# WRITTEN REQUEST 1
Print the passage of the OpenSearch RFC from "The purpose of" up to and including "can be observed.".
# WRITTEN REQUEST 2
List every workload parameter set in the benchmark command within the OpenSearch RFC, along with its value.

OpenSearch [RFC] Introduce concurrent translog recovery to accelerate segment replication primary promotion

Background

The purpose of this RFC is to discuss the solution to the long primary promotion time for segment replication mentioned in https://github.com/opensearch-project/OpenSearch/issues/20118. Primary promotion may take up to 15 minutes or even longer. During this period, write throughput significantly decreases.

Reproduction

Primary promotion takes a long time

The test cluster includes 4 16U64G data nodes, with segment replication and merged segment warmer enabled. Execute the following command.

opensearch-benchmark execute-test --target-hosts http://[fdbd:dc05:b:235::33]:9463 --workload=nyc_taxis --workload-params="search_clients: 4, bulk_indexing_clients: 32, number_of_shards:4, number_of_replicas: 1" --kill-running-processes

After restarting the data-0 node, a write throughput decline lasting more than 15 minutes can be observed.

Through the logs, we can see that a total of 3,911,465 operations were recovered from the translog.

[2025-11-22T01:29:43,325][TRACE][o.o.i.e.Engine           ] [byte-es-test-native-data-1] [nyc_taxis][1] flushing post recovery from translog: ops recovered [3911465], current translog generation [1693]

Analysis

Reasons for the long translog recovery time

In the segment replication scenario, replicas only record the translog. The default refresh interval for the nyc_taxis is 30 seconds. In a production environment, a refresh interval of 30 to 60 seconds is also a common configuration. This means that any document that has not been synchronized through segment replication within the refresh interval will be recovered via the translog during the primary promotion process.

# DATASET SECTION
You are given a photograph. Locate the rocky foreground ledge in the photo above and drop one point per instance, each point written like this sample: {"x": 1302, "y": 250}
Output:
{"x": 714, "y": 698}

# WRITTEN ANSWER 1
The purpose of this RFC is to discuss the solution to the long primary promotion time for segment replication mentioned in https://github.com/opensearch-project/OpenSearch/issues/20118. Primary promotion may take up to 15 minutes or even longer. During this period, write throughput significantly decreases.

Reproduction

Primary promotion takes a long time

The test cluster includes 4 16U64G data nodes, with segment replication and merged segment warmer enabled. Execute the following command.

opensearch-benchmark execute-test --target-hosts http://[fdbd:dc05:b:235::33]:9463 --workload=nyc_taxis --workload-params="search_clients: 4, bulk_indexing_clients: 32, number_of_shards:4, number_of_replicas: 1" --kill-running-processes

After restarting the data-0 node, a write throughput decline lasting more than 15 minutes can be observed.

# WRITTEN ANSWER 2
- search_clients: 4
- bulk_indexing_clients: 32
- number_of_shards: 4
- number_of_replicas: 1